YOUR INSTRUCTIONS = Update the entries from the beginning through the line containing "<point>379,317</point>", including that line, by changing "photograph" to "image" and leaving everything else as it is. Omit the pictures from your answer.

RECORDS PROVIDED =
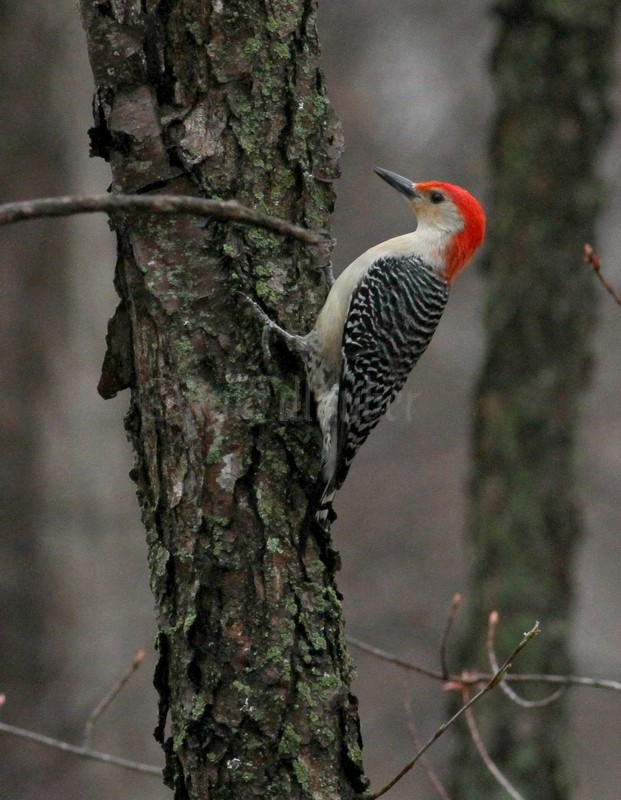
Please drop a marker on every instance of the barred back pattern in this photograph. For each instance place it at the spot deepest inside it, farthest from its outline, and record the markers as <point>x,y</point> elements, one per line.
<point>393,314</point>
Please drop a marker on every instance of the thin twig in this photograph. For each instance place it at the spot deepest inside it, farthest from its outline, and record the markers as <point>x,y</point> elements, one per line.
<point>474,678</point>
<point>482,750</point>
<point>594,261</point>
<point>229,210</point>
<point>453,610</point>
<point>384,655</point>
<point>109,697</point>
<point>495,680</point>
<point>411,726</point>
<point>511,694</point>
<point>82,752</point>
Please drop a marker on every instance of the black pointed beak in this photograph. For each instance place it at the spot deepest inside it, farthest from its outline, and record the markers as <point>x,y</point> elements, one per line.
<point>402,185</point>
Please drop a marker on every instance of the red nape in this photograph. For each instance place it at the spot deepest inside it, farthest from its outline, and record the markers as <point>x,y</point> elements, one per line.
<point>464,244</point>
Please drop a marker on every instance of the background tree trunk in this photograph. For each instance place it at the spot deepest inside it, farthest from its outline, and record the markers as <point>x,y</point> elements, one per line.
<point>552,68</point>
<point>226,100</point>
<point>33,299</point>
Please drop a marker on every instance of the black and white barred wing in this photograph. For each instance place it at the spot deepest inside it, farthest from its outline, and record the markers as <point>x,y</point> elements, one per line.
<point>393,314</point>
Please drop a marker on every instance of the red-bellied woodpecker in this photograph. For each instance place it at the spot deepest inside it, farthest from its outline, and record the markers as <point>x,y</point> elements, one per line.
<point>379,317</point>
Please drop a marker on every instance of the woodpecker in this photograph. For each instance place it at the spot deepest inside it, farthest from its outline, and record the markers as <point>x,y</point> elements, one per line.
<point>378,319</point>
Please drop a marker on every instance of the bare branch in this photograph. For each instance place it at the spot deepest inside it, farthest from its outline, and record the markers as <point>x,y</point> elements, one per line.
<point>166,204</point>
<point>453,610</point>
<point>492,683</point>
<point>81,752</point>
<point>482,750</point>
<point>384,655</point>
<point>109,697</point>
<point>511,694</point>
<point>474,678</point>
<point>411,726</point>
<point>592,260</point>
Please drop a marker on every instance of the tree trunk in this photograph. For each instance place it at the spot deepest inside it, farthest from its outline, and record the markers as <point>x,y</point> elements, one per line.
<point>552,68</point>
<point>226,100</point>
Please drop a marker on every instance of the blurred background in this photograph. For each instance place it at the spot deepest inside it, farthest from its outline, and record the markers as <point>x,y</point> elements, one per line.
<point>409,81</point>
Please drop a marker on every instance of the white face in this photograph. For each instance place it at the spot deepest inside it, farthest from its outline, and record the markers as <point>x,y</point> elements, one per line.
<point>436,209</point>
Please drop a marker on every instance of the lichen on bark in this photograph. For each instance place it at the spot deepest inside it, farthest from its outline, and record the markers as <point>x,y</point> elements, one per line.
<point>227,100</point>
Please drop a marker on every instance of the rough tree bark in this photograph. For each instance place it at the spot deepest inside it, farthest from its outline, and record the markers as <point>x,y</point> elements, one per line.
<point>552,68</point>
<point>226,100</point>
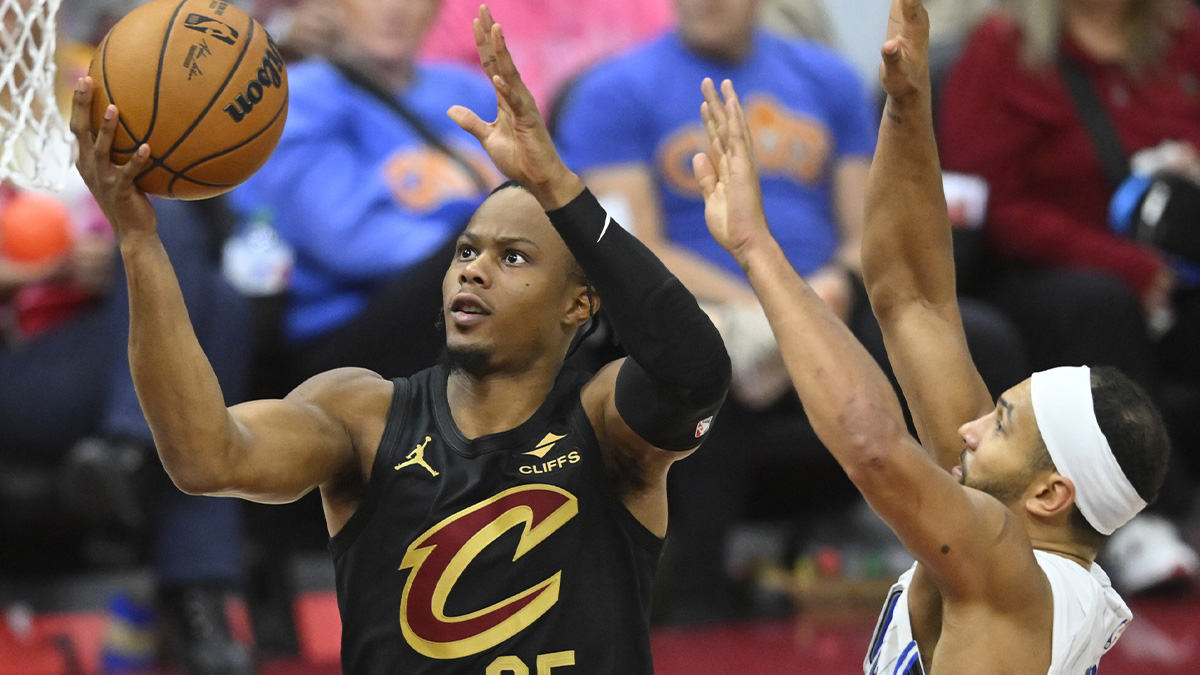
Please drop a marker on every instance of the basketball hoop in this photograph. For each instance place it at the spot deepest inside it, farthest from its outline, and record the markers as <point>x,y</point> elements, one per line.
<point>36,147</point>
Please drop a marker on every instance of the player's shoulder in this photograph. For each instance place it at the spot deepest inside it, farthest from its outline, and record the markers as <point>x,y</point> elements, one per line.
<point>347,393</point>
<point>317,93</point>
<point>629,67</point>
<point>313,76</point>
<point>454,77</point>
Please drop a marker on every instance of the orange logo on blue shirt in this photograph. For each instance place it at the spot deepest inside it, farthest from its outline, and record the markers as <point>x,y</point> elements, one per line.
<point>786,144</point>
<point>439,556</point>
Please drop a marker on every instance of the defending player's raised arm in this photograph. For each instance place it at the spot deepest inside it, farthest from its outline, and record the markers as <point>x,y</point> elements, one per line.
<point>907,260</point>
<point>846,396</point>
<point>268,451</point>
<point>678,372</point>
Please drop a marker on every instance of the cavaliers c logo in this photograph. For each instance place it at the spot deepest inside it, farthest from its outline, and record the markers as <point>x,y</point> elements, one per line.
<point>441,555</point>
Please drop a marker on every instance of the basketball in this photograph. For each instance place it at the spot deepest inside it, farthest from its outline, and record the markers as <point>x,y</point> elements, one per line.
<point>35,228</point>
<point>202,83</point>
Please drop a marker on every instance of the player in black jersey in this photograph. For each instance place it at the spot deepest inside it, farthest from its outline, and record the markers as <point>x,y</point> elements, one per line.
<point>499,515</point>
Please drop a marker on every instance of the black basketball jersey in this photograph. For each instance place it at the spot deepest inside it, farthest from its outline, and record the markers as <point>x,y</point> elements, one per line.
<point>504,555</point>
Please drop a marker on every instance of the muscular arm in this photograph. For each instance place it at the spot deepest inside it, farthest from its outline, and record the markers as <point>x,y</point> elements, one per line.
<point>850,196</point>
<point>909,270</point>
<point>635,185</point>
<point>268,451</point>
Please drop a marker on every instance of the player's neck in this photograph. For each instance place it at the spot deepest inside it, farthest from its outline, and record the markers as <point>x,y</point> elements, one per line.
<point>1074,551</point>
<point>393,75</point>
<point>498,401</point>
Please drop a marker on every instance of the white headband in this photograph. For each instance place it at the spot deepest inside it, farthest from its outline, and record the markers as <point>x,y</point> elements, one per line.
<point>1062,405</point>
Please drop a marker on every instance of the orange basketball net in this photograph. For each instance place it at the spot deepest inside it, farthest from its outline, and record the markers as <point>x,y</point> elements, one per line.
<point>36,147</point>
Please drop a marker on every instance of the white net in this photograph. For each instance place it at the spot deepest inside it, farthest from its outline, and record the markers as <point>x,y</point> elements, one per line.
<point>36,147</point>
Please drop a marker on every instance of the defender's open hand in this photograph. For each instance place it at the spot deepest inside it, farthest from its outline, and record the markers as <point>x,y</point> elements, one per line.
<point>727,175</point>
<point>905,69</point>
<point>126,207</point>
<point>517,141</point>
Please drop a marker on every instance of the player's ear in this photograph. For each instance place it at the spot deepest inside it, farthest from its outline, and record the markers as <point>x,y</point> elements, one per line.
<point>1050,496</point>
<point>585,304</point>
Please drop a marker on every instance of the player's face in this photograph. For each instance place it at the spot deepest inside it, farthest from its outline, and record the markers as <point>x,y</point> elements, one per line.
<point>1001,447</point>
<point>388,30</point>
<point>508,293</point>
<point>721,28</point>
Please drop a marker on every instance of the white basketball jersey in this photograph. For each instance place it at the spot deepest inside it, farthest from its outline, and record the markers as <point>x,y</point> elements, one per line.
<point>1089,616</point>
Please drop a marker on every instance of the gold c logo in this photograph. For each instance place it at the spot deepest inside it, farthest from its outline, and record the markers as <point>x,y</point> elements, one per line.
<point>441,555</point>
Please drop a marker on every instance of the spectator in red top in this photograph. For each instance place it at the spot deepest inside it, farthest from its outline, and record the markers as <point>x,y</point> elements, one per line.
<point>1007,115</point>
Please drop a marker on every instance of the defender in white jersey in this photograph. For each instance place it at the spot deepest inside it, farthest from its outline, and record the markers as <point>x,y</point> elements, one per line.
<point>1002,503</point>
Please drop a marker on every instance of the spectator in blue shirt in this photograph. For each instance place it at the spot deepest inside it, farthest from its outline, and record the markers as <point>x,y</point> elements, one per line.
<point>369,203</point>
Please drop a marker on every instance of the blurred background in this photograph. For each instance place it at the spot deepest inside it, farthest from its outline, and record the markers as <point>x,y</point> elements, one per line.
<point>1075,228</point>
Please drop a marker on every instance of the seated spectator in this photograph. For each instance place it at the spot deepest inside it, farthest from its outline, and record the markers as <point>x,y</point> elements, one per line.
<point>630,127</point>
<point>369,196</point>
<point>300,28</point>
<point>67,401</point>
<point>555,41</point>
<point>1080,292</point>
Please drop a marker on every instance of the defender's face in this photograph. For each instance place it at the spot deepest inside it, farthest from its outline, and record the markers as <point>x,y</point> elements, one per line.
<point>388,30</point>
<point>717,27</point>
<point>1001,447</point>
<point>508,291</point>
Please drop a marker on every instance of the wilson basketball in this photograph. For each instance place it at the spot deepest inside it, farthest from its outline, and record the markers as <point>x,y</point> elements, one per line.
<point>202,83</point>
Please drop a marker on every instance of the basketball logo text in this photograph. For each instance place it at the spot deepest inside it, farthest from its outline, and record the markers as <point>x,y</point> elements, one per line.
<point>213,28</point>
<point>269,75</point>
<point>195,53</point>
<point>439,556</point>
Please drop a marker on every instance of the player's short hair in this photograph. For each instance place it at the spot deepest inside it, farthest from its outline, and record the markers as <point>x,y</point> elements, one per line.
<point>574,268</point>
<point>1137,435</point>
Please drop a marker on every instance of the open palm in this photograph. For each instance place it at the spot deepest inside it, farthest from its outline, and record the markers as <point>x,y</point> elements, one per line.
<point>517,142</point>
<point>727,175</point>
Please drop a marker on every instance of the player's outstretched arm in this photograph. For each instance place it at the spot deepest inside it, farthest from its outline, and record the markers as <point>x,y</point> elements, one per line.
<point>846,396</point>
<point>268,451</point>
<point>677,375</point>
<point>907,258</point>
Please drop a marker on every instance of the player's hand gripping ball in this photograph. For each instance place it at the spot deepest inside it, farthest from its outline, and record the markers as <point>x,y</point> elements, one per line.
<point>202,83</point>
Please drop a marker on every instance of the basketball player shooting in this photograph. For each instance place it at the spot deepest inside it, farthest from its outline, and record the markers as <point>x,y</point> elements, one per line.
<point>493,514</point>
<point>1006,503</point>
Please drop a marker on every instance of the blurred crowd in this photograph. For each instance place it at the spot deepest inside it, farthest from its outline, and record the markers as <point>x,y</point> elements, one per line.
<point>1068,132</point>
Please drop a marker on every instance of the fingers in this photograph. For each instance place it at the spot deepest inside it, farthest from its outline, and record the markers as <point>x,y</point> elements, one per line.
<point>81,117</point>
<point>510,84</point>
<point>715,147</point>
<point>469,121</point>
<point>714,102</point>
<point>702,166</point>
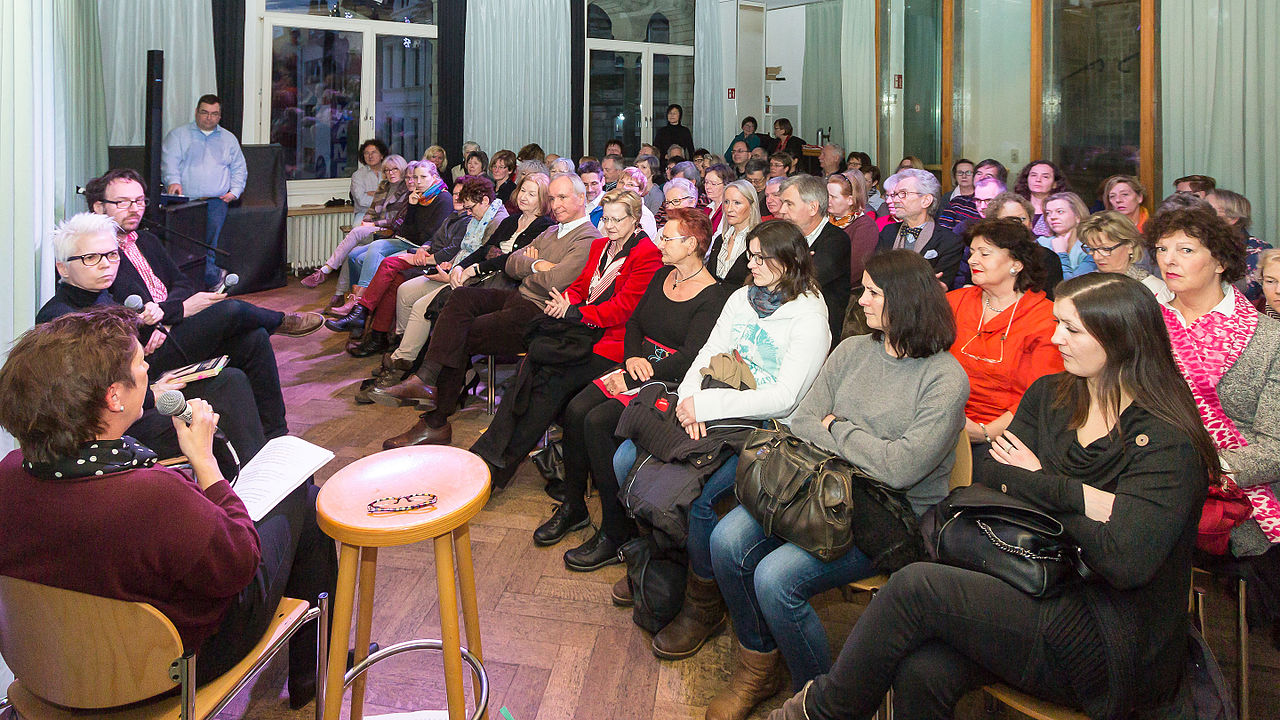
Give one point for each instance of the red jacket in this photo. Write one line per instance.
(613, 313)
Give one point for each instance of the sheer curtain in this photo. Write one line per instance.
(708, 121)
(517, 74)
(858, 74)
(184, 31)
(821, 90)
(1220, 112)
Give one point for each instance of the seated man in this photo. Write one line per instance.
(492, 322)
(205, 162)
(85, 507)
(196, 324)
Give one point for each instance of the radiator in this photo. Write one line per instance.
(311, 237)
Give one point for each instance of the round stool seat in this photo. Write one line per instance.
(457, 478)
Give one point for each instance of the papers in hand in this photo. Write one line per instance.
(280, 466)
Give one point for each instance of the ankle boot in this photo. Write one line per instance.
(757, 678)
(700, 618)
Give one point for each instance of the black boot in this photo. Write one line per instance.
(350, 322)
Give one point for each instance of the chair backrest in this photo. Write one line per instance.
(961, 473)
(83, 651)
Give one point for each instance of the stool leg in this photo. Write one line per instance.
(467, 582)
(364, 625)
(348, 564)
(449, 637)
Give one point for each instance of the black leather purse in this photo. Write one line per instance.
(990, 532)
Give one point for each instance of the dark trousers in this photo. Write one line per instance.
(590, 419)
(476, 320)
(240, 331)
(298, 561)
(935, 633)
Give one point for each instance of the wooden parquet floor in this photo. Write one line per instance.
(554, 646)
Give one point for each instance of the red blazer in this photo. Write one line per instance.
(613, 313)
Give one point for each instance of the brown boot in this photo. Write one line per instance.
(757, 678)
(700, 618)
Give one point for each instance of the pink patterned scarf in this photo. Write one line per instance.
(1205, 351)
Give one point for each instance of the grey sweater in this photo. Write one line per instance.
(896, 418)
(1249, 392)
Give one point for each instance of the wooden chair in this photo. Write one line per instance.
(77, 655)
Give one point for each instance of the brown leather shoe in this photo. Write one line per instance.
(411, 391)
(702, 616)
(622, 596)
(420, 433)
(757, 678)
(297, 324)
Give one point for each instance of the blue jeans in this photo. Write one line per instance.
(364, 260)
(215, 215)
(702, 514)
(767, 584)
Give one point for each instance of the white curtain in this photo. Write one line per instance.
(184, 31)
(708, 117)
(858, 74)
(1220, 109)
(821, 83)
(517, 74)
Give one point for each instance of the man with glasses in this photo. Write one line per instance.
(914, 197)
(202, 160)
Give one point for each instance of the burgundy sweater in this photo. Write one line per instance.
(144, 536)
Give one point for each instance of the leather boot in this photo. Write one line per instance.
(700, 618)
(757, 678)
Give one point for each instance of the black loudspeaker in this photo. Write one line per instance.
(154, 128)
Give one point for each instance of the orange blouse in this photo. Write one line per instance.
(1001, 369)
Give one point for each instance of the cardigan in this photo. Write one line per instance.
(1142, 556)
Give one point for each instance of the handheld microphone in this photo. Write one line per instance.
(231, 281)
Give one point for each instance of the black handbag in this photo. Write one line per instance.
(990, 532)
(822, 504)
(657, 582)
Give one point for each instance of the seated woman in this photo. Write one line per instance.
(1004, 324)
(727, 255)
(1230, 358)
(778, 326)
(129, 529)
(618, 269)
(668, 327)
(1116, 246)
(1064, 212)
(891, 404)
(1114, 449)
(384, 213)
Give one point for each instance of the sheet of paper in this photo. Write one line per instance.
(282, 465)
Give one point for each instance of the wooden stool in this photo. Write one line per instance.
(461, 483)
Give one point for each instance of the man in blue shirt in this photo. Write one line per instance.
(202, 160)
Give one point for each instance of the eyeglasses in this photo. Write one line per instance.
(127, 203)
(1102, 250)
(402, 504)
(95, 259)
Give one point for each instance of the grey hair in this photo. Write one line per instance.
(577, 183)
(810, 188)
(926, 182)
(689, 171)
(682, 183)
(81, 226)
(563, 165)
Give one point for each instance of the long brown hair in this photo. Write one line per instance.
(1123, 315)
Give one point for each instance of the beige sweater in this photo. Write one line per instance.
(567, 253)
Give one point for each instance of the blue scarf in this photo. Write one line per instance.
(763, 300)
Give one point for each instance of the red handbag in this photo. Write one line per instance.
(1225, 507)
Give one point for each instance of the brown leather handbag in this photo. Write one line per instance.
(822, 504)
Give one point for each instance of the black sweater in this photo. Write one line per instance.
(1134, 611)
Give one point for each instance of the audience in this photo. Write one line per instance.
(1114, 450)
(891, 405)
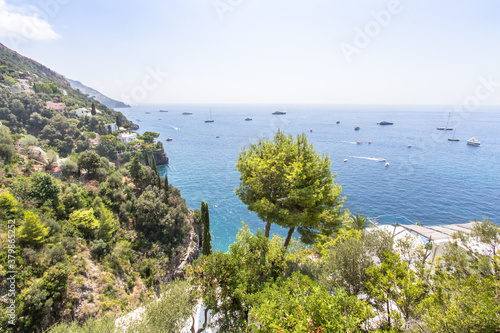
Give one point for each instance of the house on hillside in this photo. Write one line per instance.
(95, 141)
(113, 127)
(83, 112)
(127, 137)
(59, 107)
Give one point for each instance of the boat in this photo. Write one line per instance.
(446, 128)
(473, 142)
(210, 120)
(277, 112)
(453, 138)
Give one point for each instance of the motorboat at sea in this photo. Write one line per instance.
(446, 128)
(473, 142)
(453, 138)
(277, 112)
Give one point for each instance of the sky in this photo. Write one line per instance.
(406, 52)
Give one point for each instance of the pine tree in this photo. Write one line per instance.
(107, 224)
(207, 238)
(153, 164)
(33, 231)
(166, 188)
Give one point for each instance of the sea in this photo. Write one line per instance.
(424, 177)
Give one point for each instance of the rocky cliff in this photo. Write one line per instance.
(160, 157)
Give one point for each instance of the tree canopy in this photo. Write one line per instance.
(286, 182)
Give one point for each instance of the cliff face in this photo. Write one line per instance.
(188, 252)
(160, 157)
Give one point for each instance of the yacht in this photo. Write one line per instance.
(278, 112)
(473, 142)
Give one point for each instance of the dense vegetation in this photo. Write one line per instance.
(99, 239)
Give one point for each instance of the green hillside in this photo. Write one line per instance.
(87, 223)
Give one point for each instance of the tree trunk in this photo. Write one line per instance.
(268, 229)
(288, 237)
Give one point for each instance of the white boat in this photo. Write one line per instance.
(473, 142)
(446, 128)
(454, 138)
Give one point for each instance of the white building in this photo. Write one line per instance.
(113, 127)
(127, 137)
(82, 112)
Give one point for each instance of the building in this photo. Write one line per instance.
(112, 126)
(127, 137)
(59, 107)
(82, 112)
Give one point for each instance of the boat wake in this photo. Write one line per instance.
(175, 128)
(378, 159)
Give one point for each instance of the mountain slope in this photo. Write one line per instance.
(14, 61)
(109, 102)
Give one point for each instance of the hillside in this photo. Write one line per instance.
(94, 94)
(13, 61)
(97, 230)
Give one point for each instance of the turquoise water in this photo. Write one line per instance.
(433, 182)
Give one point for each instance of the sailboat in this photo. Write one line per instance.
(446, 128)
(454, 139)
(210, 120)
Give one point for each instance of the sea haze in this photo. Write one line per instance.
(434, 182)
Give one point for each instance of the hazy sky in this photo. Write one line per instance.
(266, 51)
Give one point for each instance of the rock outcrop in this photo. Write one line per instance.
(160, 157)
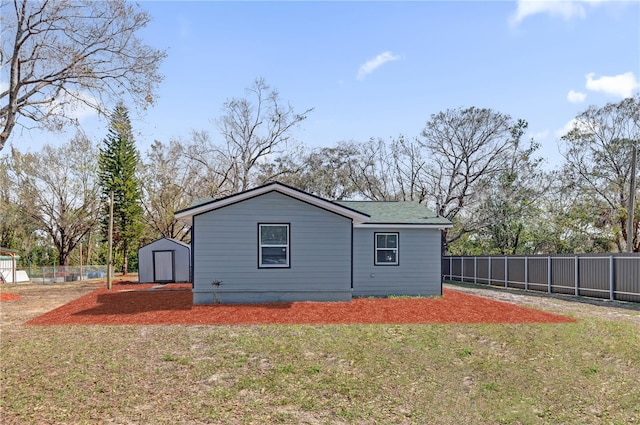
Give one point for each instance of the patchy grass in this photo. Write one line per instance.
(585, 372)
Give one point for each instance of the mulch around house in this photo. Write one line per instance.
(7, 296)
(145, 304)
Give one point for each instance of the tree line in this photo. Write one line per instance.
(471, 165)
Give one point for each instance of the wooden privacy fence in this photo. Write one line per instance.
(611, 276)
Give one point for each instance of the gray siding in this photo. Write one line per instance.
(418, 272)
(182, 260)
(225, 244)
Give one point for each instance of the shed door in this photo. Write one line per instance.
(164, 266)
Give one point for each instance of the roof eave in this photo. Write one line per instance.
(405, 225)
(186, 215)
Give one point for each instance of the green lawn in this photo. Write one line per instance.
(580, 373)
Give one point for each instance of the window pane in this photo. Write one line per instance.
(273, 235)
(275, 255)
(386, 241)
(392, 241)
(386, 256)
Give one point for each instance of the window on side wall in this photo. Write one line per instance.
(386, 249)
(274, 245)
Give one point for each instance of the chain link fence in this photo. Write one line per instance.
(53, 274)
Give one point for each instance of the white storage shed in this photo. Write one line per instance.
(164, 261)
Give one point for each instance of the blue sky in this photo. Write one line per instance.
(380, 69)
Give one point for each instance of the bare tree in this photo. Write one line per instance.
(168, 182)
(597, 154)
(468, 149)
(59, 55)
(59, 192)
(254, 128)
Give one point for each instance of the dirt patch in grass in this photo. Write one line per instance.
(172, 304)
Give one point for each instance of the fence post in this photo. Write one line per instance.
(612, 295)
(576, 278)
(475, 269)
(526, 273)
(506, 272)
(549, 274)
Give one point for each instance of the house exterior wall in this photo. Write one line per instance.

RESPONSE FOR THIS EXERCISE =
Please drop a marker on every instance of the barred back pattern in this image. For each instance place it at the spot deepest inside it, farthest from its outline, and record the markers as <point>x,y</point> elements, one per line.
<point>393,314</point>
Please drop a marker on every instance of the thin twig in this image. For each instance place it at the spot deepest inside it, farthest from its outline, and record the markers as <point>x,y</point> elements, one per line.
<point>474,678</point>
<point>482,750</point>
<point>594,261</point>
<point>229,210</point>
<point>453,610</point>
<point>384,655</point>
<point>109,697</point>
<point>495,680</point>
<point>411,726</point>
<point>511,694</point>
<point>82,752</point>
Please drop a marker on every instance of the black pointed beak in this image. For each instance place it at the spot deepest inside it, farthest from its outline, and record the markers as <point>x,y</point> elements, one per line.
<point>402,185</point>
Please drop a marker on every instance of the red nape in this image. For each instance place it at the spot deepest inside it, farthest from its outline, and record the markers as <point>x,y</point> elements, one per line.
<point>464,244</point>
Please drop a marker on every instance of the background tree trunk in this image. For each instance place it at the spot deepest inside it, farthest from its outline, and record the markers as <point>x,y</point> elements, one per line.
<point>552,68</point>
<point>226,100</point>
<point>33,299</point>
Please drop a marker on every instance of the black and white barred wing in this image. For each instance place it at the spot deepest inside it, farthest from its outline, and record the markers as <point>x,y</point> elements, one per line.
<point>393,314</point>
Please drop a marker on every instance of the red-bellied woodpecker in this image. For each instance place it at the spot deepest inside it, farthest from its outline, and record the markers as <point>x,y</point> elements, one per line.
<point>379,317</point>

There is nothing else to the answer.